→ **INPUT RECORDS**:
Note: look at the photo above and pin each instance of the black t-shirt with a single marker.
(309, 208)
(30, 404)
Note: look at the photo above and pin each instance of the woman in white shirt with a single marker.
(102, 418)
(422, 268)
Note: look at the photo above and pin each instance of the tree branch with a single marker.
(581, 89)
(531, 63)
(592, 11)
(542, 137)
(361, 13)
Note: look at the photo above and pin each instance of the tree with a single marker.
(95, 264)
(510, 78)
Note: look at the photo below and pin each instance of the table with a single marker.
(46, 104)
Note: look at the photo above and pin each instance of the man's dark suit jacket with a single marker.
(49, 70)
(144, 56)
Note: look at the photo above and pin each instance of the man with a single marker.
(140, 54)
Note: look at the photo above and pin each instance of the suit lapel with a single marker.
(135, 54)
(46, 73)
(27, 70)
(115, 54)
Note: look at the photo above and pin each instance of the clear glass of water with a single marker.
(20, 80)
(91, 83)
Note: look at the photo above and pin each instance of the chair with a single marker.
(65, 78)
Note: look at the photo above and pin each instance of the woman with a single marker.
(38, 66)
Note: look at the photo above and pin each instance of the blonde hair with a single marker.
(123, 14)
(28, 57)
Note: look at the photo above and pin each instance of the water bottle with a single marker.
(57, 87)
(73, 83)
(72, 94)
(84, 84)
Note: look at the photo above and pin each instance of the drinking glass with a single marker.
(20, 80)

---

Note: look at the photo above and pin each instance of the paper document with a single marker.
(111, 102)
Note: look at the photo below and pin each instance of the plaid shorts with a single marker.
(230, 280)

---

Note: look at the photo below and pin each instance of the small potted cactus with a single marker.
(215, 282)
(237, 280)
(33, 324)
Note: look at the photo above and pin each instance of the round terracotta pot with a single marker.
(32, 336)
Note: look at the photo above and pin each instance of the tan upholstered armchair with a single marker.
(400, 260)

→ **TASK BRIEF**: Extract every line of the rows above that contains the string "below".

→ **WRITTEN SOLUTION**:
Note: look at the photo below and pin each instance of the table with a single marker.
Note: look at the photo below and pin each instance of the plaid shorts with a single marker.
Note: look at the photo below and pin each instance of the small potted cactus with a single marker.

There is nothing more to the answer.